## WHAT YOU NEED TO DO
Within the material below, find each line bearing the word "truck" and present it.

==================================================

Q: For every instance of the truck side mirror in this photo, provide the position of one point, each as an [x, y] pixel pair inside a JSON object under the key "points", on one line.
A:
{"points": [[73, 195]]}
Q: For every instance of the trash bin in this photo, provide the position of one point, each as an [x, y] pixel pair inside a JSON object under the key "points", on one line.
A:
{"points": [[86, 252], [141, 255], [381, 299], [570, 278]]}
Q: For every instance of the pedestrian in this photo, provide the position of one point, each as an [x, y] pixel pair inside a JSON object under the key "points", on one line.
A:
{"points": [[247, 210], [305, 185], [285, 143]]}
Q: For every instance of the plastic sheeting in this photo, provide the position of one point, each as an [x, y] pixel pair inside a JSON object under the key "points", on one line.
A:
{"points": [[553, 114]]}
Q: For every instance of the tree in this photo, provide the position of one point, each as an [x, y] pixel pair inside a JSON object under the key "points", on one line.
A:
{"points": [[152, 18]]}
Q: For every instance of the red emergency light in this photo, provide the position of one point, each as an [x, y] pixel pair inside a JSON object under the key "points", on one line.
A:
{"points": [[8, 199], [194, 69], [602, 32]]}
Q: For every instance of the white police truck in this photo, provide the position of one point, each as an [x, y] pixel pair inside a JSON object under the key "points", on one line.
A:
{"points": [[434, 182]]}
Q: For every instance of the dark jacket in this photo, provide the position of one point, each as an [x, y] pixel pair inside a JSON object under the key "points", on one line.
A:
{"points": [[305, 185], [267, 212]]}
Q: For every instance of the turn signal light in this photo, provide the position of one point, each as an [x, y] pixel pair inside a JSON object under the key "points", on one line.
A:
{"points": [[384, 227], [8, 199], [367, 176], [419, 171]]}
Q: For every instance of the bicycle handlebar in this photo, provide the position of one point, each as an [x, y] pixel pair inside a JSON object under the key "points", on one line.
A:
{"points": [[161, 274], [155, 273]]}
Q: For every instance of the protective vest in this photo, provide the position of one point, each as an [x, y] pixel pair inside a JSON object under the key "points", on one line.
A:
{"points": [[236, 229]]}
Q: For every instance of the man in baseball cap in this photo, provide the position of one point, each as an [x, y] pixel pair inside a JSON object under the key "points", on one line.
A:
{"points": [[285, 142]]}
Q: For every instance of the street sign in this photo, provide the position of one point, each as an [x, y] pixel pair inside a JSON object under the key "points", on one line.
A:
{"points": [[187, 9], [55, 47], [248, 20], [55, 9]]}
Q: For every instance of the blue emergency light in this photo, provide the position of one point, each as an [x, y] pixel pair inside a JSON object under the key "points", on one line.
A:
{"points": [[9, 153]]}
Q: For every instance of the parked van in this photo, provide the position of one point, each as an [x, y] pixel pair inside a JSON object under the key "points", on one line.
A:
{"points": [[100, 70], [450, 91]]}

==================================================

## EXERCISE SOLUTION
Q: For every instance of the truck side mirror in this photo, provide the position of one point, each as an [x, y] pixel pair inside a JSON object under the key "points", on one line.
Q: For every instance of the white police truck in this photo, provide the position of one point, each as an [x, y] pixel pair inside a JSON object under the key "points", on one line.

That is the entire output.